AIM OF THE EXERCISE :: Copy out the records below, replacing each "Response" with "Output" and changing nothing else.

Stored entries:
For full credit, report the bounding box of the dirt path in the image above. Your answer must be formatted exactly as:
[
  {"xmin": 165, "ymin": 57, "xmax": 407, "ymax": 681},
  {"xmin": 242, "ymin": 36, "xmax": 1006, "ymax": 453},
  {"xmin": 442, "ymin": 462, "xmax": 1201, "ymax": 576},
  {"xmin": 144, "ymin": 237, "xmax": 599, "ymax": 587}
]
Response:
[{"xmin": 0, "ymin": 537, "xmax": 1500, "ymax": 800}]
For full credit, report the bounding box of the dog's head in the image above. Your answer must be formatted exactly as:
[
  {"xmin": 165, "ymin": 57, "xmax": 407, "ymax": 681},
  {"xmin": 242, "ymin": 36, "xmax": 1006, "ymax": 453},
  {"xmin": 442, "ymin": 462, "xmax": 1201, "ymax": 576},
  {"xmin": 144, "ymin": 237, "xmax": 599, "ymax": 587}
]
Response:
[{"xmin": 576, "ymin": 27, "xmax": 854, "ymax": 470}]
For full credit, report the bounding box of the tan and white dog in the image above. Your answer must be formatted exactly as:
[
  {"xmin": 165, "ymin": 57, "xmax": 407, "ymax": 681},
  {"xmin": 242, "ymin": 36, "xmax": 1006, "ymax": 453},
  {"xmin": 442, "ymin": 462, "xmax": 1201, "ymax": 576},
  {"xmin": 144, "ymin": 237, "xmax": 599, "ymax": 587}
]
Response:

EXPECTED ANSWER ::
For full credit, report the bounding box of the dirt path in the image above. Your answer must be formatted exactly as:
[
  {"xmin": 165, "ymin": 57, "xmax": 407, "ymax": 681},
  {"xmin": 242, "ymin": 36, "xmax": 1006, "ymax": 453},
  {"xmin": 442, "ymin": 462, "xmax": 1201, "ymax": 576},
  {"xmin": 144, "ymin": 237, "xmax": 599, "ymax": 587}
]
Output:
[{"xmin": 0, "ymin": 537, "xmax": 1500, "ymax": 800}]
For full credit, report the bounding box of the dog's head in the image above. Your answer must be formatted exactly as:
[
  {"xmin": 165, "ymin": 57, "xmax": 407, "ymax": 681},
  {"xmin": 242, "ymin": 36, "xmax": 1006, "ymax": 453},
  {"xmin": 442, "ymin": 462, "xmax": 1201, "ymax": 576},
  {"xmin": 144, "ymin": 237, "xmax": 599, "ymax": 587}
]
Output:
[{"xmin": 576, "ymin": 27, "xmax": 854, "ymax": 470}]
For full credit, report the bounding box of the tan and white dog in the image above. Your answer must be formatted exactly as:
[
  {"xmin": 165, "ymin": 57, "xmax": 407, "ymax": 681},
  {"xmin": 242, "ymin": 36, "xmax": 1006, "ymax": 453},
  {"xmin": 442, "ymin": 462, "xmax": 1201, "ymax": 576},
  {"xmin": 144, "ymin": 237, "xmax": 599, "ymax": 587}
]
Output:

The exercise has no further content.